* [Directive 1]: Quote the stretch from "15 January 2011, 22:54:19" through "add that later." in the thread on including WAL in base backups.
* [Directive 2]:
Answer these questions from the thread on including WAL in base backups:
(a) Which setting does the quoted reply say must currently be set to make it work properly?
(b) Apart from a pg_streamrecv subprocess, what is the only other safe option the writer knows about?
(c) According to the quoted message, what did Magnus Hagander run out of time to introduce?

What if you start a concurrent process that begins streaming the WAL
segments just before you start the backup, and you stop it after having
stopped the backup.  I would think that then, the local received files
would be complete.  We would only need a program able to stream the WAL
segments and build WAL files from that… do you know about one? :)

> For now, you need to set wal_keep_segments to make it work properly,

That's quite a big foot gun, isn't it?  You would have to at least offer
an option to check for your backup or to call it broken when you miss
some WAL files on the server.

The only other safe option I know about that's not a pg_streamrecv
subprocess would be to require archiving for the duration of the base
backup, but I think we agreed that it would be nice being able to bypass
that.

Regards,
--
Dimitri Fontaine
http://2ndQuadrant.fr     PostgreSQL : Expertise, Formation et Support

Re: Include WAL in base backup

From

Magnus Hagander

Date:

15 January 2011, 22:54:19

On Sat, Jan 15, 2011 at 23:32, Dimitri Fontaine <dimitri@2ndquadrant.fr> wrote:
> Magnus Hagander <magnus@hagander.net> writes:
>> Here's a cutdown version of the idea about including WAL in the base
>> backup. What I initially wanted was to introduce a way to guarantee
>> that the required WAL (with some sort of cutoff of course) would be
>> available for the backup, but I ran out of time for that. We can
>> always add that later.

* [Information provided]:
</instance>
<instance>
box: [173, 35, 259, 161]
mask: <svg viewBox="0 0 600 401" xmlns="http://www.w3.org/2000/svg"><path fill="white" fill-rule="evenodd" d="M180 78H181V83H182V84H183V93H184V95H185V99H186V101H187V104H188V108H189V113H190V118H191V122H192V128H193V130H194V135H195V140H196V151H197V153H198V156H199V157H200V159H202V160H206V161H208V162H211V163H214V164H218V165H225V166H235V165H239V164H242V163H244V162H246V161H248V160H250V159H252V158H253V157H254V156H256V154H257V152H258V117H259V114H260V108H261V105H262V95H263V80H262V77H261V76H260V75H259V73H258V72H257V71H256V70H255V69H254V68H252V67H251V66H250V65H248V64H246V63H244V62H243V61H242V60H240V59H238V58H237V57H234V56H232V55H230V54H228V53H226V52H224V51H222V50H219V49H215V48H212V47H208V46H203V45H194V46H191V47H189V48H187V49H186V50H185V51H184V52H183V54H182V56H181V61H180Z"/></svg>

* [Your response 1]:
15 January 2011, 22:54:19

On Sat, Jan 15, 2011 at 23:32, Dimitri Fontaine <dimitri@2ndquadrant.fr> wrote:
> Magnus Hagander <magnus@hagander.net> writes:
>> Here's a cutdown version of the idea about including WAL in the base
>> backup. What I initially wanted was to introduce a way to guarantee
>> that the required WAL (with some sort of cutoff of course) would be
>> available for the backup, but I ran out of time for that. We can
>> always add that later.

* [Your response 2]:
(a) wal_keep_segments
(b) Requiring archiving for the duration of the base backup
(c) A way to guarantee that the required WAL (with some sort of cutoff) would be available for the backup